• What is expected: Using the data below, work out how many lines contain the word "face", then state that number without comment.

[Point-per-instance localization data]
****

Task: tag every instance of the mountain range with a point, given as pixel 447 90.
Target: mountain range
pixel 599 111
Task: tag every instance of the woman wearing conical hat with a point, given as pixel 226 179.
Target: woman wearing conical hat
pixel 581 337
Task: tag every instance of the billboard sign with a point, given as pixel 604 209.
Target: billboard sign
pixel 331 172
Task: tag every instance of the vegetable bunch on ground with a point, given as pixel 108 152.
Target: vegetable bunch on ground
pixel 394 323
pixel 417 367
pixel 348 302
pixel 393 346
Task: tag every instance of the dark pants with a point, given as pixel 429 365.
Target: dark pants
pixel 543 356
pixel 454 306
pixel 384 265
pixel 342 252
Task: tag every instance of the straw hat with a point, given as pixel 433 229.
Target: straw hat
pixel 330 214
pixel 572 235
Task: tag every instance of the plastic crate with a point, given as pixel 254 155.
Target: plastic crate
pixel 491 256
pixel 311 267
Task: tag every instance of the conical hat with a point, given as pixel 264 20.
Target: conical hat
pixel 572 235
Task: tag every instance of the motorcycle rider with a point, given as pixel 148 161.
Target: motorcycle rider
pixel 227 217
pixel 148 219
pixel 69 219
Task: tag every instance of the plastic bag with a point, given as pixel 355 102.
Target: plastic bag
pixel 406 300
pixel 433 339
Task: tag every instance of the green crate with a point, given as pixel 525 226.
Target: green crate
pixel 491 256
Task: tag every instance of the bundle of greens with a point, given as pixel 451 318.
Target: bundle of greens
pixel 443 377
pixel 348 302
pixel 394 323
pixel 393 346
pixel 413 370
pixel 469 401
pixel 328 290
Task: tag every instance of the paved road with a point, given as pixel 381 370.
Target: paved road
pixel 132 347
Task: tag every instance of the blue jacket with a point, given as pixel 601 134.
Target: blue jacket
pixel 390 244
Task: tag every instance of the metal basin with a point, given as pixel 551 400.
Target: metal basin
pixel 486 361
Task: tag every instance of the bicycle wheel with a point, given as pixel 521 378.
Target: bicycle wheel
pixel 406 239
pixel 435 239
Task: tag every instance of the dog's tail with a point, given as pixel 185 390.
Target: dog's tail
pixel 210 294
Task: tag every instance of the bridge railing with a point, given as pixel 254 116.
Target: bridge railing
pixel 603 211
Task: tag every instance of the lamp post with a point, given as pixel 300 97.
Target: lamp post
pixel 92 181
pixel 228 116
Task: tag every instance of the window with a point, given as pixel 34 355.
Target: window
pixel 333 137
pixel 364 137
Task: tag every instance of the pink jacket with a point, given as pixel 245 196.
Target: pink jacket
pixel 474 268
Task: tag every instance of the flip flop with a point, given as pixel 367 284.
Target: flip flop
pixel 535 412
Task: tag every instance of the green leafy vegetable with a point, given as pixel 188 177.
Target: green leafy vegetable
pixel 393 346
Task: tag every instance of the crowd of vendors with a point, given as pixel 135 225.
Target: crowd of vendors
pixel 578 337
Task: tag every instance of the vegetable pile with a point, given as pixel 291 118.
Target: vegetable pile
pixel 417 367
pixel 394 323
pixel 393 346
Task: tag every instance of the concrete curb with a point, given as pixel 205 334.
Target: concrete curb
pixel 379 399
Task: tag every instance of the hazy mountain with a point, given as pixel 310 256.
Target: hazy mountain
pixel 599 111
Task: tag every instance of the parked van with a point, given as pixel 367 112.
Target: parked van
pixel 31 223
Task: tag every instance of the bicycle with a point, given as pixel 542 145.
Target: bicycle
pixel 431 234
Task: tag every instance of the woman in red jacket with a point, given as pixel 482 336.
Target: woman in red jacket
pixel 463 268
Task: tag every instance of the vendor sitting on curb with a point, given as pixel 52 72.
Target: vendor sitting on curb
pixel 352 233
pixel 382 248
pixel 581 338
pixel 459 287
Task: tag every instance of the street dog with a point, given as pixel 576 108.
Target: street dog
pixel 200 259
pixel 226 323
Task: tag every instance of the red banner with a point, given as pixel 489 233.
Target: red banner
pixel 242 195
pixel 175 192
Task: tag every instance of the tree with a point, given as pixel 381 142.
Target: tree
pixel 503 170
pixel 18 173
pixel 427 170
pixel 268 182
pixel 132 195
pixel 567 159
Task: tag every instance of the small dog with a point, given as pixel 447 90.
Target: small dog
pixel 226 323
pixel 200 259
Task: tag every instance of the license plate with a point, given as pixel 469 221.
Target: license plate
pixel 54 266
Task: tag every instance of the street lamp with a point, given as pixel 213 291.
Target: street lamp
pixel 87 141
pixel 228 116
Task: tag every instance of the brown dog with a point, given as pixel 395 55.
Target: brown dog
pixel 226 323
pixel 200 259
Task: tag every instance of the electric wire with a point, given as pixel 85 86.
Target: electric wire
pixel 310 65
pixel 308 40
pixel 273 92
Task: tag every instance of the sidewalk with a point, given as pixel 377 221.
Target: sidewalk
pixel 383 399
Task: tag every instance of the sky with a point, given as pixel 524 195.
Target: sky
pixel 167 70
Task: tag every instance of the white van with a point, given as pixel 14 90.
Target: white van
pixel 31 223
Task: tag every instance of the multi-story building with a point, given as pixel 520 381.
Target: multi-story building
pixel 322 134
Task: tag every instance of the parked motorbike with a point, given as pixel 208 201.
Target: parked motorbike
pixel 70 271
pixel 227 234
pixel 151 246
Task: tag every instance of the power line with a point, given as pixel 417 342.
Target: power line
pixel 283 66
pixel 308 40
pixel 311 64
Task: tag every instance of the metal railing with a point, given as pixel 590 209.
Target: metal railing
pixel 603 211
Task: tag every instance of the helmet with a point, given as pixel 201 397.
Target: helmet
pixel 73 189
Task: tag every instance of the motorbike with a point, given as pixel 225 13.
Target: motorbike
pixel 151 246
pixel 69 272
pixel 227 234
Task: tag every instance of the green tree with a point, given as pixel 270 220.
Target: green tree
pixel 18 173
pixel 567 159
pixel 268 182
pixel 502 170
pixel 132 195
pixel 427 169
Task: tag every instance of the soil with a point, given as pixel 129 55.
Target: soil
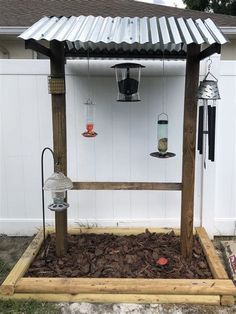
pixel 11 249
pixel 108 255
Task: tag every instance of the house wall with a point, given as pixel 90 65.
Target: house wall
pixel 120 152
pixel 12 48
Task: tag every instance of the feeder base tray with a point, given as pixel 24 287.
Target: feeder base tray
pixel 159 155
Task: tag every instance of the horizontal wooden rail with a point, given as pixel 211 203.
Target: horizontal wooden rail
pixel 117 298
pixel 162 186
pixel 126 285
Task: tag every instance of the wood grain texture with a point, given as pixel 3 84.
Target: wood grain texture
pixel 164 186
pixel 126 286
pixel 57 63
pixel 227 300
pixel 217 269
pixel 21 267
pixel 189 143
pixel 118 298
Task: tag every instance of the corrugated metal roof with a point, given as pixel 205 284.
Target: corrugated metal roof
pixel 125 33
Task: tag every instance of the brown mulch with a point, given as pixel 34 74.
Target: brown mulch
pixel 108 255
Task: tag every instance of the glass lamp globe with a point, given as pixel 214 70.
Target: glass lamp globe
pixel 58 184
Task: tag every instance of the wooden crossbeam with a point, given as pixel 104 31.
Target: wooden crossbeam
pixel 126 285
pixel 162 186
pixel 214 48
pixel 36 46
pixel 117 298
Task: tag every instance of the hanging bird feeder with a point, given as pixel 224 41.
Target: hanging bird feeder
pixel 162 127
pixel 89 109
pixel 89 113
pixel 208 92
pixel 58 184
pixel 162 137
pixel 128 78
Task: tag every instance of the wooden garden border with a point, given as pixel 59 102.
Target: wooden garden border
pixel 219 290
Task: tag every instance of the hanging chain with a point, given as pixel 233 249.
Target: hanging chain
pixel 163 83
pixel 209 65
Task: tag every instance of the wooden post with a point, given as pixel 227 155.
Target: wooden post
pixel 189 143
pixel 59 137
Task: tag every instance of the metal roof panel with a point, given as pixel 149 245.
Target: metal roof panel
pixel 126 33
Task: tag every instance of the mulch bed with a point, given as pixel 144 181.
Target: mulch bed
pixel 108 255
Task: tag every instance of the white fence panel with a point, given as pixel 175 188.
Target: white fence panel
pixel 120 152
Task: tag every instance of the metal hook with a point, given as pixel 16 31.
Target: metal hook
pixel 163 114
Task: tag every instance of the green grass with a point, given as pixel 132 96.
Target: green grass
pixel 27 307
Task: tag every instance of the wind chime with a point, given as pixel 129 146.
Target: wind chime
pixel 89 110
pixel 208 92
pixel 162 127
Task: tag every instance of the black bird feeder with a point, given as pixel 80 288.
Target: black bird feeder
pixel 128 79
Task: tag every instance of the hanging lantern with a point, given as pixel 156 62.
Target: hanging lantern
pixel 58 184
pixel 128 79
pixel 208 92
pixel 89 113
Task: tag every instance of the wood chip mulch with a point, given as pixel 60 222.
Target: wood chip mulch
pixel 108 255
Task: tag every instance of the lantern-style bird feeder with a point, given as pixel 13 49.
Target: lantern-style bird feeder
pixel 162 137
pixel 58 184
pixel 128 78
pixel 90 114
pixel 208 92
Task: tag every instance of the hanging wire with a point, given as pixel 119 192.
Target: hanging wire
pixel 88 78
pixel 163 82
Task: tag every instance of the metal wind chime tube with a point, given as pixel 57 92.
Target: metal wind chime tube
pixel 208 92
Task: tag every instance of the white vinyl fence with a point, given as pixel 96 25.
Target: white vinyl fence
pixel 120 152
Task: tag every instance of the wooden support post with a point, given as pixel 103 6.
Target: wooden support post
pixel 189 142
pixel 59 137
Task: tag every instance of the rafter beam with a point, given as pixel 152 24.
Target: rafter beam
pixel 34 45
pixel 215 48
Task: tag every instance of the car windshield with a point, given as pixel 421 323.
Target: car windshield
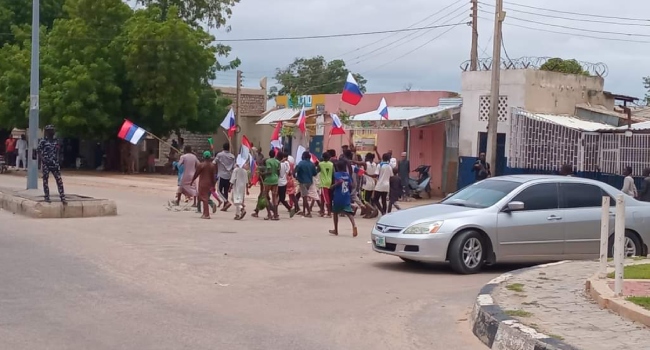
pixel 481 194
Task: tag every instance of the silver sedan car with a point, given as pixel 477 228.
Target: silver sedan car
pixel 516 218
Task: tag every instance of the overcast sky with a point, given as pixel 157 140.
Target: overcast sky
pixel 428 63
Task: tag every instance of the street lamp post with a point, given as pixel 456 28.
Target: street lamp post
pixel 32 164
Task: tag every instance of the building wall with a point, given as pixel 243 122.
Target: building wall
pixel 534 90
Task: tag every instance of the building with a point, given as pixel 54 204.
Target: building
pixel 533 90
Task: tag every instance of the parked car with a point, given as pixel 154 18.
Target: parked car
pixel 518 218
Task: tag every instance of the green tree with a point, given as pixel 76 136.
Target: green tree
pixel 167 65
pixel 311 76
pixel 564 66
pixel 81 91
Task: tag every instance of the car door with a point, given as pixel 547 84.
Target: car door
pixel 535 232
pixel 582 211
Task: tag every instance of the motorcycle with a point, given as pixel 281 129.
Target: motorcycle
pixel 422 183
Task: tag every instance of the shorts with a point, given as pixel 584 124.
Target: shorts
pixel 304 190
pixel 339 209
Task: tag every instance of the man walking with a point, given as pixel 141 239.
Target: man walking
pixel 225 162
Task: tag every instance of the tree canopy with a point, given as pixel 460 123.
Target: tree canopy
pixel 101 62
pixel 560 65
pixel 311 76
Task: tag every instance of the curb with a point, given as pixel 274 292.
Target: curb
pixel 499 331
pixel 600 292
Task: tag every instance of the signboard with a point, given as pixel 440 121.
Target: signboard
pixel 303 101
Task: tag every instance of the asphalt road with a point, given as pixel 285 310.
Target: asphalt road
pixel 155 279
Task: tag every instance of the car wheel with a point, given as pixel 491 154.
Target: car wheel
pixel 632 245
pixel 410 262
pixel 467 252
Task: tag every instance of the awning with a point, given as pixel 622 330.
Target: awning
pixel 277 115
pixel 403 117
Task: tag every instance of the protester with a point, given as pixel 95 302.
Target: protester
pixel 225 162
pixel 326 175
pixel 189 162
pixel 305 173
pixel 644 194
pixel 48 150
pixel 341 204
pixel 395 191
pixel 205 172
pixel 239 182
pixel 629 187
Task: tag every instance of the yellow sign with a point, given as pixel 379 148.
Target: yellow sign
pixel 365 142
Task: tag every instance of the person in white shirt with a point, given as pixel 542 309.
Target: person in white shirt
pixel 21 147
pixel 383 183
pixel 629 187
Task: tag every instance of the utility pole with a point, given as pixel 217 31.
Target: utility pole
pixel 32 164
pixel 474 53
pixel 493 122
pixel 237 109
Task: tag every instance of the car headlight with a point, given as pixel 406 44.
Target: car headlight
pixel 423 228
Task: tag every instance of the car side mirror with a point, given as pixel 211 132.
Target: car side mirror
pixel 515 206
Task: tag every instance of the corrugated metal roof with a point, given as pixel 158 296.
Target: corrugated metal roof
pixel 573 122
pixel 277 115
pixel 401 113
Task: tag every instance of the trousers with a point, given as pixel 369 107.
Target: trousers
pixel 56 172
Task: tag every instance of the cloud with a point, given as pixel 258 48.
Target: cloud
pixel 434 65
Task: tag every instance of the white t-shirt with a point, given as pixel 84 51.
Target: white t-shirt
pixel 383 182
pixel 369 181
pixel 21 145
pixel 284 169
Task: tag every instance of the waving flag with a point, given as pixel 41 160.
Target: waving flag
pixel 301 120
pixel 351 91
pixel 276 138
pixel 383 109
pixel 131 132
pixel 337 126
pixel 228 123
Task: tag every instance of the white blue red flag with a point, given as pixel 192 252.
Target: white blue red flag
pixel 351 92
pixel 337 126
pixel 131 132
pixel 228 123
pixel 301 120
pixel 383 109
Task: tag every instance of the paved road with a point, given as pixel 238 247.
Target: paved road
pixel 155 279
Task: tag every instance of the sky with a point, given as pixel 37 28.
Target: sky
pixel 430 59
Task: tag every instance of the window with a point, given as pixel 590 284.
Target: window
pixel 539 197
pixel 582 195
pixel 482 194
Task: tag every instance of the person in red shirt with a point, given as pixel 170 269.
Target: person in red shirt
pixel 10 151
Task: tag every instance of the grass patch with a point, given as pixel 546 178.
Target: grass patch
pixel 644 302
pixel 636 272
pixel 515 287
pixel 518 313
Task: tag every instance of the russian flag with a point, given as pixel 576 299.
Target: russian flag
pixel 131 132
pixel 337 126
pixel 383 109
pixel 276 138
pixel 351 91
pixel 228 123
pixel 301 120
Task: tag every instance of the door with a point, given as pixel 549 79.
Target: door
pixel 537 231
pixel 582 210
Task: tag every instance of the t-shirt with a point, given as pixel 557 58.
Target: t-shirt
pixel 284 171
pixel 369 181
pixel 326 172
pixel 383 182
pixel 342 196
pixel 272 175
pixel 305 172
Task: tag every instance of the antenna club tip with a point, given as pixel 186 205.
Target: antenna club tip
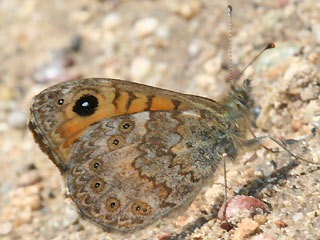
pixel 270 45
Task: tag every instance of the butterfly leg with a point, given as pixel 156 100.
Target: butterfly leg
pixel 224 158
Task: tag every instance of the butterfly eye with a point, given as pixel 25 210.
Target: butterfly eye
pixel 86 105
pixel 60 101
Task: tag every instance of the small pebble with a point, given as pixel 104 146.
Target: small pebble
pixel 241 203
pixel 246 228
pixel 186 9
pixel 17 119
pixel 29 178
pixel 281 224
pixel 316 32
pixel 145 27
pixel 71 217
pixel 297 217
pixel 5 227
pixel 140 67
pixel 111 21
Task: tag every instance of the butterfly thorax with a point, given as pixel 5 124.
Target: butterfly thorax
pixel 237 105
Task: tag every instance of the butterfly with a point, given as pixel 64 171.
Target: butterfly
pixel 131 154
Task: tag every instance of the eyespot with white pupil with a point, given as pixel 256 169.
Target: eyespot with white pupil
pixel 96 165
pixel 116 142
pixel 97 185
pixel 112 204
pixel 126 126
pixel 85 105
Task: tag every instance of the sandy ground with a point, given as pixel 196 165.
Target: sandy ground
pixel 178 45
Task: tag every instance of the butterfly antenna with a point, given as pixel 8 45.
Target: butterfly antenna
pixel 232 81
pixel 269 46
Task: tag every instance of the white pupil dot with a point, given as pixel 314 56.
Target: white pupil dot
pixel 85 104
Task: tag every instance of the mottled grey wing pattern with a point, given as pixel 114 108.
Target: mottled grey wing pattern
pixel 128 171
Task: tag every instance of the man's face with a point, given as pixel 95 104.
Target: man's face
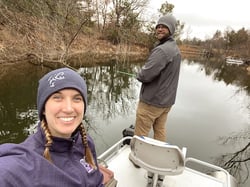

****

• Exercise answer: 2